— START Selection —
Avoiding Murky Data Reports

Tuesday March 9, 2021 comments Tags: nonprofit, accounting, shenanigans, audits, investigation

Any accounting business and tax advice contained in this podcast is not intended as a thorough in depth analysis of specific issues. Nor is it a substitute for forming information. Nor is it sufficient to avoid tax related penalties. If you have specific questions that you need advice for, be sure to schedule a strategy session and not solely rely on information in this podcast. All right, back to the episode. Are you a nonprofit leader, wanting to get a better handle of your finances and how the mission and the money are connected? Check out Impact Basics. It's a 12 week course that combines an online learning platform with live instruction. So you'll have your modules that you can go through at your own pace and then there are office hours where you can bring any question from the modules or what's happening in the day to day for your organization that we can work through together. The next cohort starts soon so be sure to check out the link in the show notes to get more information. 

Hey, it's Chyla Graham from CNRG Accounting Advisory. Welcome to another episode of the Nonprofit Nuggets Podcast. This is another episode about data. So last week, we talked about data like hey, making sure that people are submitting your reports. This time our story about shenanigans, so shenanigans are misappropriations misleading mismanagement of funds based off of news articles. So we're not digging into whether or not this thing happened or not like, we're not digging into the factuality of it, but we are talking about how you can prevent your organization from falling into this pit, from falling into being one of these people in the news. 

So this one, it's a Georgia organization, Georgia nonprofit Companions for Heroes Under State Investigation. So this is a case where what happened is the organization is not consistent with how many people they say they served. So this is an organization that is providing service animals, or pets to veterans. This is something that most people are going to get behind people love animals, people love veterans I come from a military background so there's a very strong support for the work they do. Sometimes organizations get distracted and they feel like they have to prove their numbers and this is what's going on here.
— END Selection —
● **Direction**: Pick up the podcast transcript about murky nonprofit data reports after its last sentence and keep going. The records have nothing to do with the transcript.
— START Records shown —
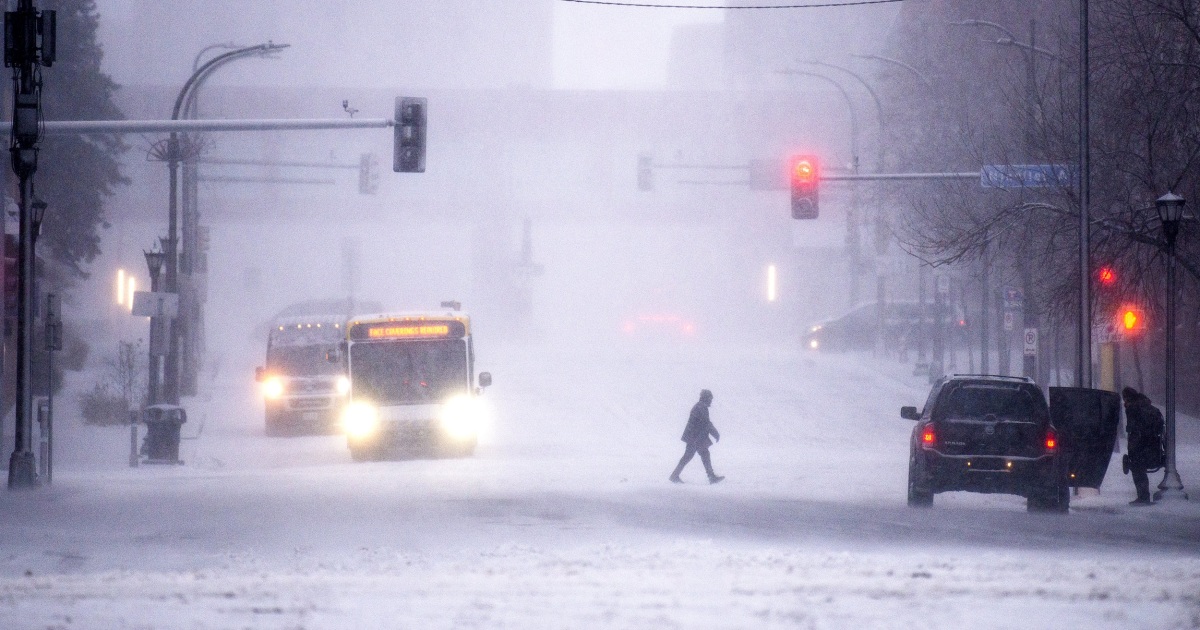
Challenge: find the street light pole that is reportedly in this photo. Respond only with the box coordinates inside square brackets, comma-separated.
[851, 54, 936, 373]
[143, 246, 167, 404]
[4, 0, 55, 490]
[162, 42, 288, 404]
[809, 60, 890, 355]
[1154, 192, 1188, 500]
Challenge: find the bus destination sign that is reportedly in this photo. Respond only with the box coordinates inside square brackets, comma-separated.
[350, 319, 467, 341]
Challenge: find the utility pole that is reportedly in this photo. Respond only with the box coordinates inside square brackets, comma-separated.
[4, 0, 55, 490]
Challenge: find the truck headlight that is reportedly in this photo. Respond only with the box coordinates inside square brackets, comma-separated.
— END Records shown —
● **Output**:
In this article, we have several different numbers that are being propagated. We have in one case, they're like, hey, we've served 3500 plus nationwide. And another they say like we've saved 502 pets and saved over 4000 lives. Then we have another one where they say oh, We've helped over 5000 veterans, another they said we've rescued over 7000 dogs and paired them with veterans. Another says that they've paired 634 dogs with veterans. So, we're going from 500 pets to the potential of 7000 pets within the same supposedly timeframe. Why is this a problem? The lack of consistency leads to a lack of trust. How do you stop this lack of consistency? You have to have a shared way of communicating. What counts as a rescue? Does the rescue only count once you get them placed with a veteran or does the rescue count from the time you have picked them up? So regardless of what ends up happening to them, when does it count as we've rescued? And when does it count as we've helped the veteran? Does the veteran returning the pet count? Being clear about what that means is how you make sure you have the same consistent data.

So in the accounting world, it happens very often, the idea of what the development team says they raise versus what accounting fundraise. There has to be some sort of communication back and forth so that's consistent. So even if you say the different numbers, you can back into one another. So you can say, oh, because we're using this date that's how we get to that number. And the other team is saying, Oh, well, we're looking at this information and that's how we get to that number. But that way you have a consistency and a way to report back when you can say like, Hey, I'm a little confused, what happened? It's very easy to say upfront like oh that department, this is how they report that and it doesn't feel like one person has seven stories. So if your organization does not have a consistent way of reporting your data, get one. 

Really consider who you might need to work with. We will put some contacts that we have. So, you know Amanda Wallander Roberts, I'm probably always sharing something from her. She also in addition to grants does some data work. I'll put her contact information and you can reach out to her. I'll put her website and also put out the website for Paul Collier who does Cole Effects. They also do some data work and so check out him to see if he might be the person who supports and make sure that you are being consistent with what you're saying you have done. Alright, then have a good day. Bye. Thanks for tuning into another episode of the Nonprofit Nuggets Podcast.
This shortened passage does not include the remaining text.